Tarefas propostas:
1. Reproduza sem nenhuma alteração o trecho do texto sobre Landim e o Flamengo que começa nas palavras "Landim compara sócio" e termina depois de "gera faturamento bilionário.".
2. De acordo com o texto sobre Landim e o Flamengo, as afirmações abaixo são verdadeiras? Responda sim ou não para cada uma e cite exatamente as palavras do texto que decidem a resposta.
(a) Landim defendeu a SAF parcial do futebol do Flamengo em contato com os conselheiros do clube.
(b) A frase de que o Flamengo é dos sócios agradou aos torcedores que não fazem parte do quadro associativo.
(c) O clube gera um faturamento milionário.

Texto de referência:
▬▬▬▬▬▬▬▬▬▬

Landim compara sócio torcedor a quem bebe Coca e admite: quer seguir no Fla
A recente entrevista com o presidente do Flamengo neste blog teve enorme repercussão. Há cerca de duas semanas, Rodolfo Landim voltou a defender a SAF parcial do futebol rubro-negro em contato com os conselheiros do clube, tema que provocou debates após a publicação, em 17 de novembro.
Nesse encontro, o mandatário rubro-negro disse que o Flamengo é dos sócios. A frase irritou torcedores que não pertencem ao quadro associativo da agremiação, mas são Sócios Torcedores ou simplesmente flamenguistas, responsáveis pelo gigantismo do clube e seu enorme potencial, que gera faturamento bilionário.

▬▬▬▬▬▬▬▬▬▬

Dados extraídos:

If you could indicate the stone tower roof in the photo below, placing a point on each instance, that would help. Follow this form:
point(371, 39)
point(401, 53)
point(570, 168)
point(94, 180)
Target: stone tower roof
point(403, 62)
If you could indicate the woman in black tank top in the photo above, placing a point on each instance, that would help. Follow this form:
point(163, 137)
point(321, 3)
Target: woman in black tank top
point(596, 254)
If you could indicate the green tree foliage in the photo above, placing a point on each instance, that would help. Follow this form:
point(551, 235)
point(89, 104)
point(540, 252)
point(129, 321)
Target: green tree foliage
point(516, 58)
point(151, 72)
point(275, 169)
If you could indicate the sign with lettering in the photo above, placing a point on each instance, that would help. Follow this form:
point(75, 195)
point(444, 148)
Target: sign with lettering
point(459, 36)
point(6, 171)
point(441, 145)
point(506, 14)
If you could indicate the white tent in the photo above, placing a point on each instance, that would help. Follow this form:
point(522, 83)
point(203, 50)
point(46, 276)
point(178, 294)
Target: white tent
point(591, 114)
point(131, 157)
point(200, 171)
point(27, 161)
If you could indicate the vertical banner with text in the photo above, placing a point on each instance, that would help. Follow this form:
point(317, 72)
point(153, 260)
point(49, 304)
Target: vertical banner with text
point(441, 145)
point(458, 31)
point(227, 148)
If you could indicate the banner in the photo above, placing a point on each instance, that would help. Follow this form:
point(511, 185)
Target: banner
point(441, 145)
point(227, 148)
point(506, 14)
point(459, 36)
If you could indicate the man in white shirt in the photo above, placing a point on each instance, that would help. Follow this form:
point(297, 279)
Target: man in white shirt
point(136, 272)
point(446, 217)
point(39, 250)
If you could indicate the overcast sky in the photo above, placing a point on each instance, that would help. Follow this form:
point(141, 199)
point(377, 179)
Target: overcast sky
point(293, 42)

▬▬▬▬▬▬▬▬▬▬

Respostas dos exercícios:
1.
Landim compara sócio torcedor a quem bebe Coca e admite: quer seguir no Fla
A recente entrevista com o presidente do Flamengo neste blog teve enorme repercussão. Há cerca de duas semanas, Rodolfo Landim voltou a defender a SAF parcial do futebol rubro-negro em contato com os conselheiros do clube, tema que provocou debates após a publicação, em 17 de novembro.
Nesse encontro, o mandatário rubro-negro disse que o Flamengo é dos sócios. A frase irritou torcedores que não pertencem ao quadro associativo da agremiação, mas são Sócios Torcedores ou simplesmente flamenguistas, responsáveis pelo gigantismo do clube e seu enorme potencial, que gera faturamento bilionário.

2.
(a) Sim: "Rodolfo Landim voltou a defender a SAF parcial do futebol rubro-negro em contato com os conselheiros do clube".
(b) Não: "A frase irritou torcedores que não pertencem ao quadro associativo da agremiação".
(c) Não: "que gera faturamento bilionário".